_DATA FOR THIS EXERCISE:_
===

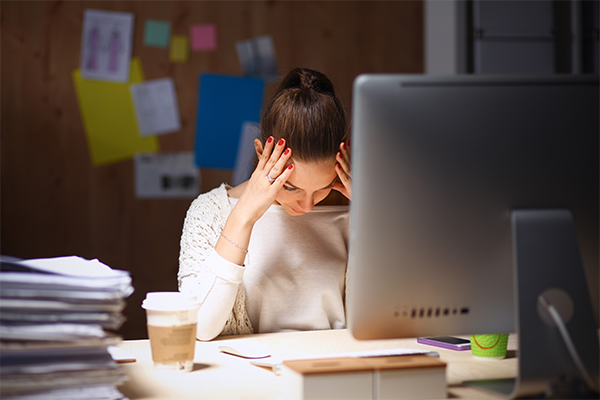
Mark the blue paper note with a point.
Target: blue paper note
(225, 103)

===

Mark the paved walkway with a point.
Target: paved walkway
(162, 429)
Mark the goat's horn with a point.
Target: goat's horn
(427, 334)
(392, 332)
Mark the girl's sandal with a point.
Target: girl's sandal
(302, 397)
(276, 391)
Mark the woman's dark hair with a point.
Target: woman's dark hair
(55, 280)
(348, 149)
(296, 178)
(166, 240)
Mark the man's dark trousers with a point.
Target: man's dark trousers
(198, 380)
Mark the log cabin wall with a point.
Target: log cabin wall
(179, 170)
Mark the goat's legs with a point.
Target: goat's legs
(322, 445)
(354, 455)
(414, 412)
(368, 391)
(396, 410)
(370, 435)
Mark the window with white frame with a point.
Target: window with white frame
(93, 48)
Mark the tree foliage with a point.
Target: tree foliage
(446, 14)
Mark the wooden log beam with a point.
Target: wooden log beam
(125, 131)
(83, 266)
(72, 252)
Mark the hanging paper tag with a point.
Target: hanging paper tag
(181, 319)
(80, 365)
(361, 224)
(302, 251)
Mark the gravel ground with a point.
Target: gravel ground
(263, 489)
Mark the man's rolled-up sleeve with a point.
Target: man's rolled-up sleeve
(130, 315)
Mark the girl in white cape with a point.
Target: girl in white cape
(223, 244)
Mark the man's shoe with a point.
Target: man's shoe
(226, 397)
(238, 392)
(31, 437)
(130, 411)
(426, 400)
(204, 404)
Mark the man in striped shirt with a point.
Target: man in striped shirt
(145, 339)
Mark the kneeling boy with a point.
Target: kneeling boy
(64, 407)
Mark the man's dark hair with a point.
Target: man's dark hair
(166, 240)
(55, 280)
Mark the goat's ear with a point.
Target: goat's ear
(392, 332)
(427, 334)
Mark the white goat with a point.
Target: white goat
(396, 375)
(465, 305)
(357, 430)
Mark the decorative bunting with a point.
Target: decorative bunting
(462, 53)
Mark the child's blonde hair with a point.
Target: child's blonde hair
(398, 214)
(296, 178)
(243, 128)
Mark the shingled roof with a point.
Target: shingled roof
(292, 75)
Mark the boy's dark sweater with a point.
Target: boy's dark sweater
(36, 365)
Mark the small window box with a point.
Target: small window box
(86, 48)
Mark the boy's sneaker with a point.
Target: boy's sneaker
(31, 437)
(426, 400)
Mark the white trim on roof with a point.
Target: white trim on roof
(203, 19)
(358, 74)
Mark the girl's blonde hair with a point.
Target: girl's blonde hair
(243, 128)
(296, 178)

===

_TASK STATEMENT:_
Which lines above run from the one containing "Target: wooden log beam" down to the one containing "Mark the girl in white cape with a point."? Repeat exactly those, both ends included, and nothing else.

_ANSWER:_
Target: wooden log beam
(125, 131)
(83, 266)
(72, 252)
Mark the hanging paper tag with a point.
Target: hanging paper tag
(181, 319)
(80, 365)
(361, 224)
(302, 251)
Mark the gravel ground with a point.
Target: gravel ground
(263, 489)
Mark the man's rolled-up sleeve with a point.
Target: man's rolled-up sleeve
(130, 315)
Mark the girl in white cape with a point.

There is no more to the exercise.